* _SELECTED EXTRACT_:
A traceable map of how a given data asset is created, used, and changed--akin to a family tree for data. Data lineage helps ensure data quality, facilitates DataOps, and assists in maintaining compliance.
Added Perspectives
Data lineage is a core data governance consideration. Ability to trace data from the original source, through analysis and reporting processes, to final analysis and reporting is a key component of trusted data. It is also valuable for change management, impact analysis, troubleshooting, and problem-solving.
The data lineage process chronicles the ‘flow’ of data through an organization from its origin points, generally beginning with a customer or patient or sensor or outside source, through its use and consumption at varying stages along the ‘data life cycle’. This life cycle process illustrates all of the points along the way when data is accessed, used, reported, changed, or used to derive new data.

* _RAW DATA_:
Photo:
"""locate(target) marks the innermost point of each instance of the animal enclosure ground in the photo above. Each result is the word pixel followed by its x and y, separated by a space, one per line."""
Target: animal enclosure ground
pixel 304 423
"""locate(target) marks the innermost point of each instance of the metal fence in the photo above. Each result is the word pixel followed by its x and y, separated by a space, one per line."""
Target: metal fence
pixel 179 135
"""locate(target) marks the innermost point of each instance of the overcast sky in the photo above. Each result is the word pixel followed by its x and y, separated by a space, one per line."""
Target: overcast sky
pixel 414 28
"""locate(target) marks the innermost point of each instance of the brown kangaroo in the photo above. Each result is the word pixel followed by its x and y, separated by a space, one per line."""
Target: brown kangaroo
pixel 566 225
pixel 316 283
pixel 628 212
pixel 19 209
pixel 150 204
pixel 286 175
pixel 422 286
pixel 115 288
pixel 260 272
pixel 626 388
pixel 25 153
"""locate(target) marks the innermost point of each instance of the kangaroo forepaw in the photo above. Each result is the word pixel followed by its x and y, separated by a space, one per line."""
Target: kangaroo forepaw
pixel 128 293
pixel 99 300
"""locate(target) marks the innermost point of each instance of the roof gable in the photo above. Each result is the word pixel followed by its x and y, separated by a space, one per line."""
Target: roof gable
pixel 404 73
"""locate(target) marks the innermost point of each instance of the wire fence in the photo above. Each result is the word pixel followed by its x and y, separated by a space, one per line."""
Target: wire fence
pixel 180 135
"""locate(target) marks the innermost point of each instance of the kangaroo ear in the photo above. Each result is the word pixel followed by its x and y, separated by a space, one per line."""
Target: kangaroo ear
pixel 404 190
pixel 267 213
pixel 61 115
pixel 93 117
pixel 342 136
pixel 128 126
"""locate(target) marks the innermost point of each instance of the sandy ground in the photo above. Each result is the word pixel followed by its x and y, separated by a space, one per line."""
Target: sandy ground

* _REQUIRED WORK_:
• A. Write out the stretch of the data lineage text from "A traceable map" through "troubleshooting, and problem-solving.", replacing "lineage" with "provenance" each time it appears.
• B. Write the next part of the data lineage text, picking up after its final sentence.
The entries are separate material and are unrelated to the data lineage text.

* _EXERCISE ANSWERS_:
• A.
A traceable map of how a given data asset is created, used, and changed--akin to a family tree for data. Data provenance helps ensure data quality, facilitates DataOps, and assists in maintaining compliance.
Added Perspectives
Data provenance is a core data governance consideration. Ability to trace data from the original source, through analysis and reporting processes, to final analysis and reporting is a key component of trusted data. It is also valuable for change management, impact analysis, troubleshooting, and problem-solving.

• B.
Data Lineage uses the same activity logging metadata as is used for data protection audits. Capturing the step-by-step activities of accessing, changing, and publishing data supports bidirectional lineage tracing that is needed. Two-way tracing of data lineage is essential to sustain a dynamic, useful, and trusted analytics environment. Tracing published data back to origins is important in building trust. Whenever questions arise about analytics outcomes and the data used to derive those outcomes, the answers are found by tracing data lineage. Tracing the opposite directions-from data to publishing-is important when data sources change and you need to perform impact analysis.